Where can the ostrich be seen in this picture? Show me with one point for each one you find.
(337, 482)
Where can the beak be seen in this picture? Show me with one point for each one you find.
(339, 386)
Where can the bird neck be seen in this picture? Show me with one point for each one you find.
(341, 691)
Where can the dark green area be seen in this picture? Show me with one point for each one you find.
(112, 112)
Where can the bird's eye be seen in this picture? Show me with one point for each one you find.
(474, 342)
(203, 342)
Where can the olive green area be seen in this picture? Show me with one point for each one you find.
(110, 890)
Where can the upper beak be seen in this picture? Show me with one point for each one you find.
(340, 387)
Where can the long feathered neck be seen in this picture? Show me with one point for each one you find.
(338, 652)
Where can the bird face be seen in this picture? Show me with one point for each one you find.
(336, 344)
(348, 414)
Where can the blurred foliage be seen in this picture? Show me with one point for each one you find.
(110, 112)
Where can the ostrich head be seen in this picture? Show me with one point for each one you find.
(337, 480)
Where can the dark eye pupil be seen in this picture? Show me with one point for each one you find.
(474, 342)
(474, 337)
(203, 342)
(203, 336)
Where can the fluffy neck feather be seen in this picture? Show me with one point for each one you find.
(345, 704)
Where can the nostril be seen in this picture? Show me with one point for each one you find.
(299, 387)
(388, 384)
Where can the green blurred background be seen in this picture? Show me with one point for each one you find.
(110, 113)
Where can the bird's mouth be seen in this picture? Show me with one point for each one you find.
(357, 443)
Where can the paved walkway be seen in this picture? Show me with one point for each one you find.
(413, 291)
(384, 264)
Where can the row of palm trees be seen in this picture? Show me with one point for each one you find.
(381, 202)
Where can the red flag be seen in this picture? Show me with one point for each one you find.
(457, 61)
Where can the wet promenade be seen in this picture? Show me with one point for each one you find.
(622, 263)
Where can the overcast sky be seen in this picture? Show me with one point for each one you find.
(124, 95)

========

| Written problem |
Copy out the records word for word, starting at the line that contains "Where can the paved" and ending with the final line of the records.

| Correct result |
Where can the paved walkway be seen in this picture? Show me with one point for each one you find.
(413, 291)
(384, 264)
Where can the row of palm trees be seen in this picture? Show me with one point for each one you find.
(381, 202)
Where can the red flag be seen in this picture? Show me with one point for each one you find.
(457, 61)
Where can the wet promenade be seen in this picture? Show me with one point for each one you find.
(622, 263)
Where can the overcast sky be seen in this picture? Show me with one point for each one you find.
(124, 95)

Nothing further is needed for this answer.